Your task: Copy out exactly the lines that begin with the one containing "of the wave" and continue until the last line of the material.

--- --- ---

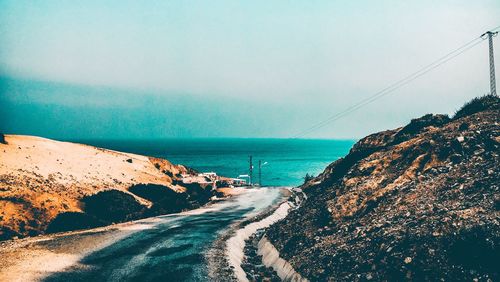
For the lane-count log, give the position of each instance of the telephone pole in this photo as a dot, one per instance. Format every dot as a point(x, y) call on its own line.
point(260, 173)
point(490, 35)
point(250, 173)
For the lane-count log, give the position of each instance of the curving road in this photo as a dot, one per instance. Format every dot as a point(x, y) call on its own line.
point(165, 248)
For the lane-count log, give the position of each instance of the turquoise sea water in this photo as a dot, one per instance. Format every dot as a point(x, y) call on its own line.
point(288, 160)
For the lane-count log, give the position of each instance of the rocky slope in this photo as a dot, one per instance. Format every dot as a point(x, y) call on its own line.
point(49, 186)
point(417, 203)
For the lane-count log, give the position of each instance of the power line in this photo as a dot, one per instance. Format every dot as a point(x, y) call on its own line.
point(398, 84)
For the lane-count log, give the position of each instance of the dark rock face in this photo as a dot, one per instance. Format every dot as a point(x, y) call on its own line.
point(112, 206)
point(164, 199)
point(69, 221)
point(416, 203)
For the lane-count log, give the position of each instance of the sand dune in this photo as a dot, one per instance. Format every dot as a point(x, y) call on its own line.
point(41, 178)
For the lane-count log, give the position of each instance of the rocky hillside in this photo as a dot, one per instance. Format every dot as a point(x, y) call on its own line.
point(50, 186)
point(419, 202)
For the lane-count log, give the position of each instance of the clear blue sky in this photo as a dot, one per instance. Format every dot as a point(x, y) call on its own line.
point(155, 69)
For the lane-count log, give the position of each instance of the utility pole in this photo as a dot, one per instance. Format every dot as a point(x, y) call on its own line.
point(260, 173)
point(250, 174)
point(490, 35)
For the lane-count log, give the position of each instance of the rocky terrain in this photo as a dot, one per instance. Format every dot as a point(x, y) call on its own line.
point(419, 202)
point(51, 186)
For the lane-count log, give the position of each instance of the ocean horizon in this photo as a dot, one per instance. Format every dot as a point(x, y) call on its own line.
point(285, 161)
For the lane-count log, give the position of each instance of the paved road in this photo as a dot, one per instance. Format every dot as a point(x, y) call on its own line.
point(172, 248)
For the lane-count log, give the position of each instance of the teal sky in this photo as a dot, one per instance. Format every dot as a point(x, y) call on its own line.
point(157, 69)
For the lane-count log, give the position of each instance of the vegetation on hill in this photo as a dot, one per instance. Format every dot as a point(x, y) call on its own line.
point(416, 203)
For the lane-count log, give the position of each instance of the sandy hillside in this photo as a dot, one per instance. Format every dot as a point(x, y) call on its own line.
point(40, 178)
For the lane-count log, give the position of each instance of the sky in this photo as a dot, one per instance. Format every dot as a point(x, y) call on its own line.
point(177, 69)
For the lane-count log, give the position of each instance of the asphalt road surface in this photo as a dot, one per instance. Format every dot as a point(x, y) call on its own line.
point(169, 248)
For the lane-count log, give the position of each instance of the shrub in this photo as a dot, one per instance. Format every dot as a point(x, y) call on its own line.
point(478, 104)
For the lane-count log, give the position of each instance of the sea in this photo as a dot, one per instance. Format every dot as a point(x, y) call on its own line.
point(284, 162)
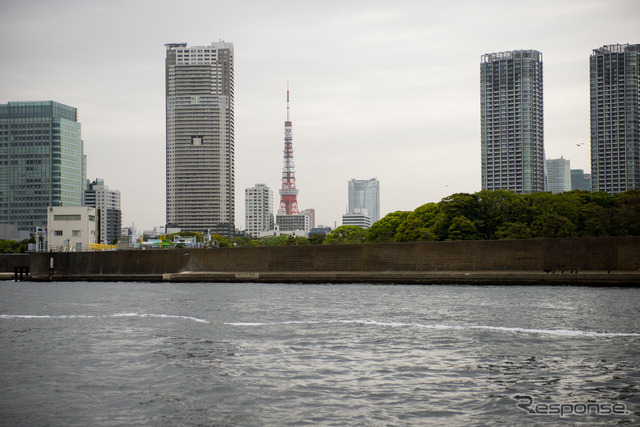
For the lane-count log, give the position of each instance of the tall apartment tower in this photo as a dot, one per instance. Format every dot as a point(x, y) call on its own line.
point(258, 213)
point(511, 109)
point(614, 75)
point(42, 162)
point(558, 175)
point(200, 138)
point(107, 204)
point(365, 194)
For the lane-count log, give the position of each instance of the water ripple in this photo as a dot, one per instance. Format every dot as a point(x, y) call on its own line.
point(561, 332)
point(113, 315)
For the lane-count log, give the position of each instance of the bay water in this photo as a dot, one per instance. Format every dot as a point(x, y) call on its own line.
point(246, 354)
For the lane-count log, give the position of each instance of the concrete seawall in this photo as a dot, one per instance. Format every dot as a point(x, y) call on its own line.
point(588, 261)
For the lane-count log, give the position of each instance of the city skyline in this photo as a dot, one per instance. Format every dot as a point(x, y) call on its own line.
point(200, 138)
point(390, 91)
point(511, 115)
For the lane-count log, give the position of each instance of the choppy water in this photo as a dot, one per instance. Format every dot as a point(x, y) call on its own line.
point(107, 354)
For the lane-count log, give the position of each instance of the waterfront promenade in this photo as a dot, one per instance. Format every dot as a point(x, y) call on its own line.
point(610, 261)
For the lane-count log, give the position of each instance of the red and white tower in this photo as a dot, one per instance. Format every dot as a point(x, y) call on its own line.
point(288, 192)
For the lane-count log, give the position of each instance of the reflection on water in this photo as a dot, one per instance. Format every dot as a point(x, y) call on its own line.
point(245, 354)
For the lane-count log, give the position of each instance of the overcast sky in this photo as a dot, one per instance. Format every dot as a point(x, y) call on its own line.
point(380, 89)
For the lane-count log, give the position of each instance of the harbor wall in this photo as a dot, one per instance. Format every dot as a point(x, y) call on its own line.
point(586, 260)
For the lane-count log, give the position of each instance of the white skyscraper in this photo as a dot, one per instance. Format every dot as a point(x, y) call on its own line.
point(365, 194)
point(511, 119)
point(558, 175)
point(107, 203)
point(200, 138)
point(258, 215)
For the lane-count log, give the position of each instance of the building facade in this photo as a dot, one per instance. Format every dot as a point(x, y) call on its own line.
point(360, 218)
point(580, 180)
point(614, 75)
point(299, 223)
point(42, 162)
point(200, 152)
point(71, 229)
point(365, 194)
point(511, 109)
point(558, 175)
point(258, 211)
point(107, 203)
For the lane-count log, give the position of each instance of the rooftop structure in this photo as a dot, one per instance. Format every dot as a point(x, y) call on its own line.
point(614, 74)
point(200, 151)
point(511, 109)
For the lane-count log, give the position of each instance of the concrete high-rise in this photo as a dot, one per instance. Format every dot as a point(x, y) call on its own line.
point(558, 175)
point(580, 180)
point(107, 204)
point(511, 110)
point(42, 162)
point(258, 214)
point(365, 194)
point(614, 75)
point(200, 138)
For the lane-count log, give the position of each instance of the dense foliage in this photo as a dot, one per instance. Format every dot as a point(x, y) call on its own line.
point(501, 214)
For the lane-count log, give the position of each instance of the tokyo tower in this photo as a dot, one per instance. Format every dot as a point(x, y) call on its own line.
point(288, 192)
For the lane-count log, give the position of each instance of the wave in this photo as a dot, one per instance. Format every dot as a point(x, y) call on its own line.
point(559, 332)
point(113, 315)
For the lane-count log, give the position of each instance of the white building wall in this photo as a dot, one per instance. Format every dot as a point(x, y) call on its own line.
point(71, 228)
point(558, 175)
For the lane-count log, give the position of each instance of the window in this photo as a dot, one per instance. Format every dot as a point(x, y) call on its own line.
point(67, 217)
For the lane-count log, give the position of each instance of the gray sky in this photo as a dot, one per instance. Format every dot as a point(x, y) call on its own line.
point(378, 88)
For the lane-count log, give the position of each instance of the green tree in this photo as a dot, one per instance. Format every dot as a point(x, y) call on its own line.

--- --- ---

Response area:
For the lane-count log, give the position of each instance of the wave in this photo as a dot, one per instance. Format every dot as a point(x, y) call on its own line.
point(559, 332)
point(113, 315)
For the lane-count log, give the position of each instance of the white building wall in this photo as a dot, one per instance. Format every dot as a point(x, y) call on its own line.
point(71, 228)
point(558, 175)
For the lane-count log, give the position of each instance of the window in this photo as a dot, one per instance. Format every dot as a point(x, y) call on its own line.
point(67, 217)
For the lane-count log, give the position of each instance of the gray sky in this photo as a dot, one per instance. Format every dot as a point(x, y) call on its own line.
point(378, 88)
For the lane-count log, give the position of each instance of the green tree in this photo as a dot, one per instance. Format every dot as a point(x, y) call on its own line.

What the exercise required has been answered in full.